Problem description:
Can you copy the lines from the one containing "Exercise. Point out the reflection" through the one containing "<point>1102,486</point>", both included, word for word?

Given records:
┌──

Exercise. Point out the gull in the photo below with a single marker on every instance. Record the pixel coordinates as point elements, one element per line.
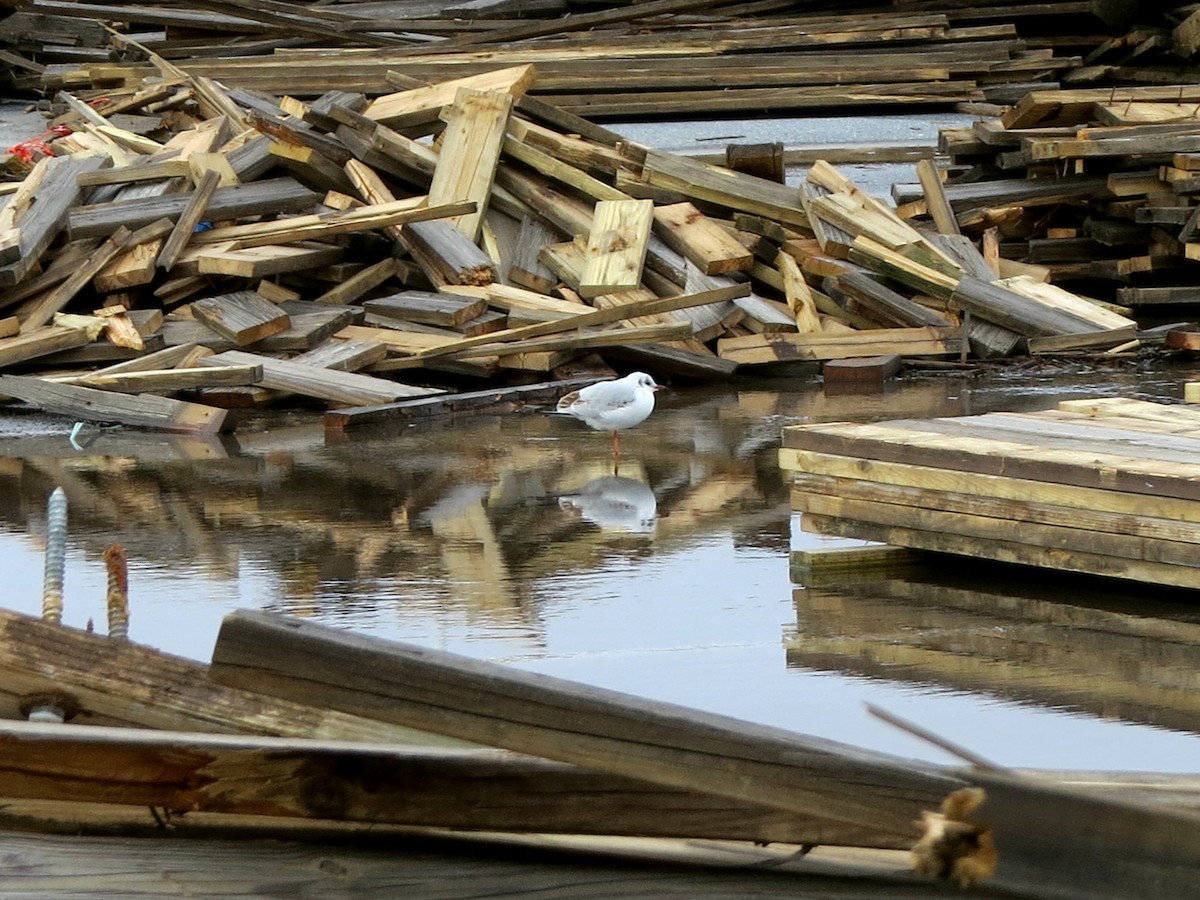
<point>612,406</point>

└──
┌──

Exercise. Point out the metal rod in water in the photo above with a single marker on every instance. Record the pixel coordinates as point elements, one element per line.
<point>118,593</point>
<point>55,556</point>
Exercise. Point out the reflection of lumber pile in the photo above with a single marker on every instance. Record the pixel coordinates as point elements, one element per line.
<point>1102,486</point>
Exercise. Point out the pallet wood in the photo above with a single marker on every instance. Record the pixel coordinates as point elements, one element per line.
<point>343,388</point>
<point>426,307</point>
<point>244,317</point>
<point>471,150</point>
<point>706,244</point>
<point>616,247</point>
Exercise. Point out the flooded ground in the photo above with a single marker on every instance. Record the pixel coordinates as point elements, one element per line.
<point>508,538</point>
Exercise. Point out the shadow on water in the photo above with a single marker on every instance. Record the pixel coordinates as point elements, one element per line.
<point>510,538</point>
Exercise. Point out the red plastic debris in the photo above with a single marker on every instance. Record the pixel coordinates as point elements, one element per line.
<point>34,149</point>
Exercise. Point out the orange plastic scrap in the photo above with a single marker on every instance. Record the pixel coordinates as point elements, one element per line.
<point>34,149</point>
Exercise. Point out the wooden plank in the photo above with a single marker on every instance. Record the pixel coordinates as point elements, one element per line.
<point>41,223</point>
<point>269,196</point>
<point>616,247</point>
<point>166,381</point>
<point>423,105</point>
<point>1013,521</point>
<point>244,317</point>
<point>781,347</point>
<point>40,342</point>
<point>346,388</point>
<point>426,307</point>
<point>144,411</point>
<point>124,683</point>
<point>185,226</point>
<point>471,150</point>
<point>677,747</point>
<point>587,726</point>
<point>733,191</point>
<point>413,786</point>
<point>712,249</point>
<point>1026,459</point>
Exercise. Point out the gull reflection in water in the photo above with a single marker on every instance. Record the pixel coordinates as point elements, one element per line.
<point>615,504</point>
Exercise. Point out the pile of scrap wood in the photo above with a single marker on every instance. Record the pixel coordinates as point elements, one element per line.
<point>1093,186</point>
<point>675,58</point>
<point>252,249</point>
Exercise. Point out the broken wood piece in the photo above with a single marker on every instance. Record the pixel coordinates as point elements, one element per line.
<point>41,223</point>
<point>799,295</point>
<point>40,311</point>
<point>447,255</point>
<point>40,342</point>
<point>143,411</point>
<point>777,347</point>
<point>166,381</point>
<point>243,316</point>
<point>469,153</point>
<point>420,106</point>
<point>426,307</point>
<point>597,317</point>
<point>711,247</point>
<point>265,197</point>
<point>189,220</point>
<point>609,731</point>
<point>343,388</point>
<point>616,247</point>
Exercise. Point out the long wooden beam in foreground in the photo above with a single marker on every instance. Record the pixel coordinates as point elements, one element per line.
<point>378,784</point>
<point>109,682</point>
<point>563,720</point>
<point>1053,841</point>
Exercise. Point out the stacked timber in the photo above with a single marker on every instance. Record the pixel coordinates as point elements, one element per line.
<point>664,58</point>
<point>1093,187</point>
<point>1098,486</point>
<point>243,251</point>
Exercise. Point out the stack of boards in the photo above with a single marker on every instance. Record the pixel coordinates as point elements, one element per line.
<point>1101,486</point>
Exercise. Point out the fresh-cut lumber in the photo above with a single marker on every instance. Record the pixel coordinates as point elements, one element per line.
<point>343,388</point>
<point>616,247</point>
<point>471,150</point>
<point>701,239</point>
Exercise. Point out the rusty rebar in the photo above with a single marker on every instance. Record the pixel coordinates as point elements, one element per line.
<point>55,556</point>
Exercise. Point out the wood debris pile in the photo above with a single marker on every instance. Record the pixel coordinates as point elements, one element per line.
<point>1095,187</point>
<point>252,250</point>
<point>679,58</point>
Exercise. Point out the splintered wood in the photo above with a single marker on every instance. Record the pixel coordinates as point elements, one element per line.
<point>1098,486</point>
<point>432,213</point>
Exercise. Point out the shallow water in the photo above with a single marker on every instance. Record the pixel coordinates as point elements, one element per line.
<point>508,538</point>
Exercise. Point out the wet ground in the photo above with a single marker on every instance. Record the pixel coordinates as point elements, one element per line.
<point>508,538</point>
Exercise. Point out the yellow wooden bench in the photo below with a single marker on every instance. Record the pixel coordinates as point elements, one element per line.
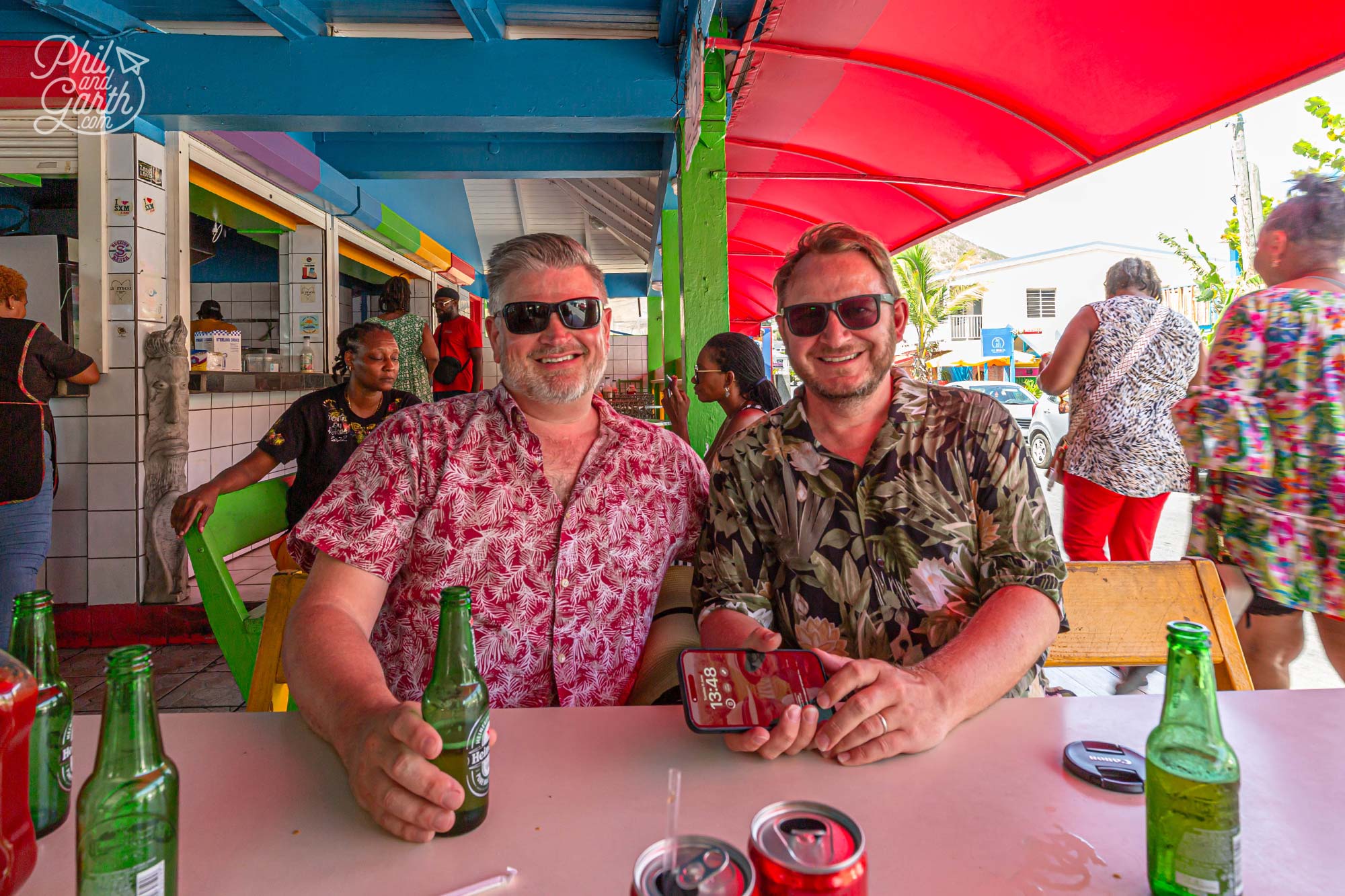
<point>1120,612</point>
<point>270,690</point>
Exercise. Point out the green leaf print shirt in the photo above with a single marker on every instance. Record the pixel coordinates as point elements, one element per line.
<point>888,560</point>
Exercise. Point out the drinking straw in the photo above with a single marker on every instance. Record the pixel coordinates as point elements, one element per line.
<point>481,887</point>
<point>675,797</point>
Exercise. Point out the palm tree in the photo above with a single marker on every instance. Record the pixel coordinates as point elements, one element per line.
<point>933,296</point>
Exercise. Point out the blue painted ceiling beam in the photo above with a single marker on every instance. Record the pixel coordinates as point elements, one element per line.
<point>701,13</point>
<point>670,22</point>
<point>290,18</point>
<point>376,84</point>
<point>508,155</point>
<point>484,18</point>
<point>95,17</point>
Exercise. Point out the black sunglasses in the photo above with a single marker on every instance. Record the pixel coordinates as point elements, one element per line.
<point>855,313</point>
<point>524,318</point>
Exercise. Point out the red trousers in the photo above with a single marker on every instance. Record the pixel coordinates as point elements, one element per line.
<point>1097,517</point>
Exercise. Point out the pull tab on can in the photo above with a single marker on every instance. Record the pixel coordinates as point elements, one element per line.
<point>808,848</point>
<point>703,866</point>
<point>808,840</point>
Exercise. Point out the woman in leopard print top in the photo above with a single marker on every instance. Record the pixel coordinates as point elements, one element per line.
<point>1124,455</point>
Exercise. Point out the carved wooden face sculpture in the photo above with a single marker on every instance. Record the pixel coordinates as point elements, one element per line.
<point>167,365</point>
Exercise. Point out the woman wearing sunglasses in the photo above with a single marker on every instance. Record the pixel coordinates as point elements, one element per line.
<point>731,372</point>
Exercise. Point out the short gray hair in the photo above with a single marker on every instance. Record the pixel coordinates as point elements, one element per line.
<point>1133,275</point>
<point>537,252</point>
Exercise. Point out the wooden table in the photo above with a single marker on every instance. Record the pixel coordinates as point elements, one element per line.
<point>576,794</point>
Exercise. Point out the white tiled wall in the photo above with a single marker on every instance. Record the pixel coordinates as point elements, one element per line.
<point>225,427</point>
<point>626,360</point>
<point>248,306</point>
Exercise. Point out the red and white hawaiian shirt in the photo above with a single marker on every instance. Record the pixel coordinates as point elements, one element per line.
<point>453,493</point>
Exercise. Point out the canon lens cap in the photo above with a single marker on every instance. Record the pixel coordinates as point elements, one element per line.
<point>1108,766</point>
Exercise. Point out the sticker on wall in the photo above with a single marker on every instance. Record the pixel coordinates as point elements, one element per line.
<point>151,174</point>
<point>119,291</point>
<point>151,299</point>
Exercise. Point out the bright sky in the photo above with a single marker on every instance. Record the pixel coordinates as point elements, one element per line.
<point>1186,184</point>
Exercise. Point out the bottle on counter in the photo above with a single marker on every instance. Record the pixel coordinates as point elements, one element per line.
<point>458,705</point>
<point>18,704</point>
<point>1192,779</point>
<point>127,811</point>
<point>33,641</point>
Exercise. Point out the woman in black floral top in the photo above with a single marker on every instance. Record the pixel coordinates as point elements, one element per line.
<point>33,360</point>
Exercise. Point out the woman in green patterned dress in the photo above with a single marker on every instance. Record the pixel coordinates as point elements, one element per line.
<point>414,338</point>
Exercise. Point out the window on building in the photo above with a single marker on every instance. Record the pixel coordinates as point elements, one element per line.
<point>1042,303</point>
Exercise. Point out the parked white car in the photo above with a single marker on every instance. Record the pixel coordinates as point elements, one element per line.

└──
┌──

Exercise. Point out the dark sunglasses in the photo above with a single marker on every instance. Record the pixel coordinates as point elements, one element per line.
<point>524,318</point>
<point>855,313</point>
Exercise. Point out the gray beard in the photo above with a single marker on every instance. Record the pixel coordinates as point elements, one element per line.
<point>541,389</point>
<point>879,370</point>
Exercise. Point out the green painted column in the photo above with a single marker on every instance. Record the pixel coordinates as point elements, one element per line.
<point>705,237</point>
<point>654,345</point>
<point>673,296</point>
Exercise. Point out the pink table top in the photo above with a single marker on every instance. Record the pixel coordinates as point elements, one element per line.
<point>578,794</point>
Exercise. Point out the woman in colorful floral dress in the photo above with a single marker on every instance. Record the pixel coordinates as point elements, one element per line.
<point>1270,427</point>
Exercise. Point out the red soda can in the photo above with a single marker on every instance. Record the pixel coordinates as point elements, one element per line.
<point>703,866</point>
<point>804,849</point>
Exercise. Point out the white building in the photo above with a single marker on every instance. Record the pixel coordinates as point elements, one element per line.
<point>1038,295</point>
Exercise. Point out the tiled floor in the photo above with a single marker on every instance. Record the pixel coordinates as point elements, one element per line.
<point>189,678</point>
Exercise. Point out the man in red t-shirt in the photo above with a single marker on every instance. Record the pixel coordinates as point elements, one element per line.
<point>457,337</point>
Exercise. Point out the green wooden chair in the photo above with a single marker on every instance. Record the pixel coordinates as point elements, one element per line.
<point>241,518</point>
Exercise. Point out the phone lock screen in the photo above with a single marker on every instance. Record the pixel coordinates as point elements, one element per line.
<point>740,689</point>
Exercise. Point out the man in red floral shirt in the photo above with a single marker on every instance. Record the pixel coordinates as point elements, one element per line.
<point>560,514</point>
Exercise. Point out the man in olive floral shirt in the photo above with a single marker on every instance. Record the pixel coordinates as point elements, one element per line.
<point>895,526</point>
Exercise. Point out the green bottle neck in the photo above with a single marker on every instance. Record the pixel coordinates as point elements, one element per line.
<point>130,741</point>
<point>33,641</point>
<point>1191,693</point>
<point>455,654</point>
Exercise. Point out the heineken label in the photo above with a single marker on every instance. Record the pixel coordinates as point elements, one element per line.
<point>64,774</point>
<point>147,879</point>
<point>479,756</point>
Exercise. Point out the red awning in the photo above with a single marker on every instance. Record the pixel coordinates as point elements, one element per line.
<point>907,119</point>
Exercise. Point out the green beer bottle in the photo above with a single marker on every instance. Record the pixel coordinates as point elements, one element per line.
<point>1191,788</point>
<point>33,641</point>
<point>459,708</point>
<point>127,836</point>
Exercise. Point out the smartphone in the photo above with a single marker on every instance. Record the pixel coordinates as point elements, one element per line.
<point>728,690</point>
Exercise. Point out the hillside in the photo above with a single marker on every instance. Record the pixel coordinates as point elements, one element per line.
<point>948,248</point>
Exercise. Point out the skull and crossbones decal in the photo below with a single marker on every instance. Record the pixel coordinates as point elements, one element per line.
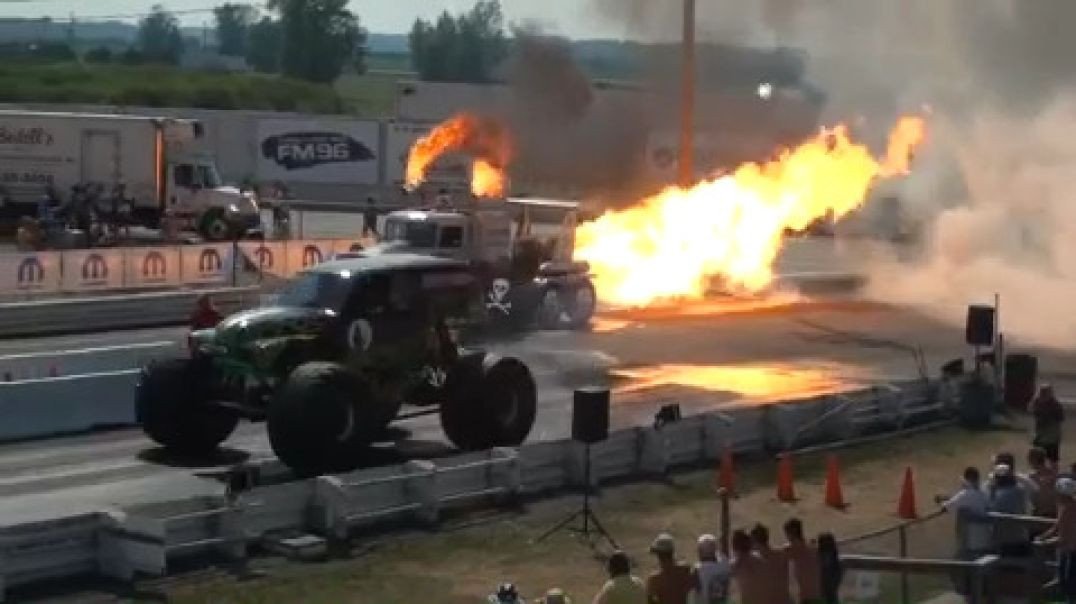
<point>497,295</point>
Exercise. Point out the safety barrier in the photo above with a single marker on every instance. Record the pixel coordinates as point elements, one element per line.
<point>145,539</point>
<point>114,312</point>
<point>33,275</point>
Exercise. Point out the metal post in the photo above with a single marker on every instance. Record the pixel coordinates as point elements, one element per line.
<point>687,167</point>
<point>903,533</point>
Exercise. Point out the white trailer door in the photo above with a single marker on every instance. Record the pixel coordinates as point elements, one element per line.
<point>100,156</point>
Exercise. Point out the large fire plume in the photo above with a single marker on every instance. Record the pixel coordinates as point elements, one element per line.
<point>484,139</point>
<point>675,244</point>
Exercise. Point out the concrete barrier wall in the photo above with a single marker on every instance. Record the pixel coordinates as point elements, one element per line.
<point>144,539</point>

└──

Result of this exercise:
Exercise. Point out the reflection of lumber pile in the photo above with a single marker on every instance. Record the pixel coordinates as point elements, one element per line.
<point>1102,486</point>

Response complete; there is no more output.